[PASSAGE PROVIDED]
*** Block opens ***
In other words, “We haven’t bothered to test on enough samples to achieve statistical significance.”
And there’s no apparent intent to perform systematic follow-up on the accuracy and usefulness of results provided to paying clients.
For Pete’s sake, they don’t even refund the price of the test when the result they report is wrong. When an “independent pathologist” reports either that the test was a false negative (so maybe the animal dies because cancer was erroneously “ruled out”) or a false positive (so the owners just spent a mint on the cancer snipe hunt and got a good scare for nothing), they’ll credit the vet for a free test. Kind of like the guarantees from those puppymills that will send you a “replacement” as long as you send back the sick one you bought first.
Comment by H. Houlahan — April 15, 2010 @ 10:03 pm
Whoaaaaaa! This discussion sure got scary as I read through the progression of posts.
Having founded a nonprofit that funds cancer treatment for working dogs ( http://grants.landofpuregold.com ) and research in comparative oncology (study of cancers that occur similarly in humans and companion animals), I am always on the lookout for the latest and greatest. Sadly, it seems most articles discuss future trends or future promise. Yet, we are moving forward.
Dr. Greg Ogilvie is a recognized leader in the fight. In fact, my foundation provided him with $15,000. But, like many in the field, his words were *measured*. He, like many of us, are hoping that tests like this one can eventually be perfected and ultimately added to other routine blood tests.
I think the author of the post was clear about the *could* element. I am sure that Dr. Ogilvie is aware of the detailed disclaimer page from the company, and, I would agree, that the page is a bit frightening, especially with the indication that: The OncoPet RECAF™ test has NOT been approved by the U.S. Food and Drug Administration, the U.S. Department of Agriculture, or any other regulatory organization in any country for use in the diagnosis of cancer in any species and there is no assurance when or if such approval will be forthcoming.
At my site ( http://cancer.landofpuregold.com/screening.htm ) I talk about diagnostic cancer screening. The company PetScreen also looks promising, already having developed a screen for canine lymphoma. You are going to see many new companies emerging as a result of post genomic research.
Comment by Rochelle Lesser — May 1, 2010 @ 9:49 am
Something did not ring true about this article. I know that Dr. Ogilvie would never make the above comments about an unproven test with a huge number of false positives.
I contacted Dr. Ogilvie asking him about being quoted on Pet Connection. This was his response.
“I have never discussed this subject nor have I authorized any comments about it.”
Dr. Greg Ogilvie
An explanation on the source of the quoted comments needs to be made by Pet connection.
Comment by John Adams — July 12, 2010 @ 10:14 am
That comment was a direct copy and paste from Dr. Ogilvie’s email in response to our query. I have the entire email thread. If you’re in touch with Dr. Ogilvie and he has concerns, he can email any of us here at Pet Connection, or Dr. Becker when he returns from his vacation, and we’ll forward him the email.
His comments are accurate and as he wrote them.
Comment by Christie Keith — July 12, 2010 @ 10:26 am
As noted above, early detction and diagnosis of cancer is very important for enhancing cure rates. Thus far, no sensitive and specific test exists that allows us the grace of detecting cancer prior to the time it becomes a clinical problem. The concept of this diagnostic test is wonderful. The application of the test noted above and the published scientific proof of its efficacy by the general veterinary and biomedical community is still in process I am sure. Thus, “the jury is still out.”
Gregory K. Ogilvie, DVM
Diplomate ACVIM (Internal Medicine, Oncology)
Diplomate ECVIM-CA (Oncology)
Director, Angel Care Cancer Center
Comment by Greg Ogilvie — July 12, 2010 @ 1:42 pm
Dear Dr. Ogilvie,
Thanks so much for coming by to add your additional remarks!
*** Block closes ***
[PROBLEM REQUIREMENTS]
Copy the passage from the comment thread on the canine cancer screening test word for word, from "At my site ( http://cancer.landofpuregold.com/screening.htm" up to and including "of false positives.".

[EXTRACTED DATA]
*** Block opens ***
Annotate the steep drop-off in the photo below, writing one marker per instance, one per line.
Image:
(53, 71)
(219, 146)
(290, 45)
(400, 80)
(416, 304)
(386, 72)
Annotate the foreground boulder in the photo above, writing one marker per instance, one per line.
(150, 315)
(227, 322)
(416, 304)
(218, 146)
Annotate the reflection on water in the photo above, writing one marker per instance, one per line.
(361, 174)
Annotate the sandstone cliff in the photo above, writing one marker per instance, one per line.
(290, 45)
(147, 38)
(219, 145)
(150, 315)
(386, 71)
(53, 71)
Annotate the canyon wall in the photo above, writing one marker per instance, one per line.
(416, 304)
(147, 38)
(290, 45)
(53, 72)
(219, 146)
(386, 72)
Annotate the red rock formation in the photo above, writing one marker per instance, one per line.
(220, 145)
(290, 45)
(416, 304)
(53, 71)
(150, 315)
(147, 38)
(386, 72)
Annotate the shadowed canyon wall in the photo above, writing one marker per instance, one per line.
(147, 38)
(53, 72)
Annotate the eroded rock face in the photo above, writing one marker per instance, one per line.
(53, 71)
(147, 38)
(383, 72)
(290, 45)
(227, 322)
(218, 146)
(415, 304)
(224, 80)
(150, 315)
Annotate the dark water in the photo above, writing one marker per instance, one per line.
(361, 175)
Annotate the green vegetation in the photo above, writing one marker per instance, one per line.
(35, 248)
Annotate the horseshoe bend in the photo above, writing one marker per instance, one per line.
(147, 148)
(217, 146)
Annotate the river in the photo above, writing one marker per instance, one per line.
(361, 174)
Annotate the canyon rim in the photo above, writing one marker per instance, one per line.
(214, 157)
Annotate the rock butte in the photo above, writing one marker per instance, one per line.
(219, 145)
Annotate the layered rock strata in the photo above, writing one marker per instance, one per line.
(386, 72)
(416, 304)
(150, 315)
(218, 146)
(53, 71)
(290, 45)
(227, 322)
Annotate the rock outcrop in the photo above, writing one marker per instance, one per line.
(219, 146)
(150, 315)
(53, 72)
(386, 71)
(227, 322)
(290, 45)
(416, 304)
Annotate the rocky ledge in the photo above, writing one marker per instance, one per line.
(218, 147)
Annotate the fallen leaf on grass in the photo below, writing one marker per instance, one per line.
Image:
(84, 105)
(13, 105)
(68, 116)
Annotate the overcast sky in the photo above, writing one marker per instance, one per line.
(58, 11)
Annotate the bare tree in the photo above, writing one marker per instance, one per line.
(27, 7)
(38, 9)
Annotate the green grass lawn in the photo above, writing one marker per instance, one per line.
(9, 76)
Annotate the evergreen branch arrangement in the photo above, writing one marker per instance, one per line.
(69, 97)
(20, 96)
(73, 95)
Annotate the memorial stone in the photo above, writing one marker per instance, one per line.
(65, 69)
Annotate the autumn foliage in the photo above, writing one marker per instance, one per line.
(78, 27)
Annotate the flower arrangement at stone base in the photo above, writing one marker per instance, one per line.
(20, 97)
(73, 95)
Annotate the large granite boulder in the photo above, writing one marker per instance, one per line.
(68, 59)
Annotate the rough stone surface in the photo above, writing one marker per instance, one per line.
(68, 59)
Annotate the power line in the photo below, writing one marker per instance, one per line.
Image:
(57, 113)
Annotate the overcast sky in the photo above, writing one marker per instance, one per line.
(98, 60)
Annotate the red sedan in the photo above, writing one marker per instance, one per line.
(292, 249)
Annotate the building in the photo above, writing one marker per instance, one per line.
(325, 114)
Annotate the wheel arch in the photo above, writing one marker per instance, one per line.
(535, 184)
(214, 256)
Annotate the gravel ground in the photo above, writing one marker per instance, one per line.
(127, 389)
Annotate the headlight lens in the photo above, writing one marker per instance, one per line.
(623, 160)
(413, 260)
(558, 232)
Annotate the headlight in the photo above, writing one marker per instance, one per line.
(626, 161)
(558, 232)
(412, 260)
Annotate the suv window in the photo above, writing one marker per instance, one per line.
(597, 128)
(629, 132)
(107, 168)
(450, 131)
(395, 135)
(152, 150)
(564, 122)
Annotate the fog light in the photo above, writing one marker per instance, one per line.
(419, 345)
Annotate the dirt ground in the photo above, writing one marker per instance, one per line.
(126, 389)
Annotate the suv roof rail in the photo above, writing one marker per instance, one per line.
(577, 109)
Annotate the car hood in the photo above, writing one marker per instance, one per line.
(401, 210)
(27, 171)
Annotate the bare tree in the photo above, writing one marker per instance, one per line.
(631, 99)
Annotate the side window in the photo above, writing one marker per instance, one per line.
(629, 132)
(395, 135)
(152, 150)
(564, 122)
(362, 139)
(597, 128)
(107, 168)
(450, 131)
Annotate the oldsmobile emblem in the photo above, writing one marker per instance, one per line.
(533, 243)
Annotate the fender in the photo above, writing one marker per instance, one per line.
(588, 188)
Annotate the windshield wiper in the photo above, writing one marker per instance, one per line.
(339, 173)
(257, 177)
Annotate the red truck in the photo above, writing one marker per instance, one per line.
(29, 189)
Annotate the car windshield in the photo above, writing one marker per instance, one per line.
*** Block closes ***
[EXERCISE RESULT]
At my site ( http://cancer.landofpuregold.com/screening.htm ) I talk about diagnostic cancer screening. The company PetScreen also looks promising, already having developed a screen for canine lymphoma. You are going to see many new companies emerging as a result of post genomic research.
Comment by Rochelle Lesser — May 1, 2010 @ 9:49 am
Something did not ring true about this article. I know that Dr. Ogilvie would never make the above comments about an unproven test with a huge number of false positives.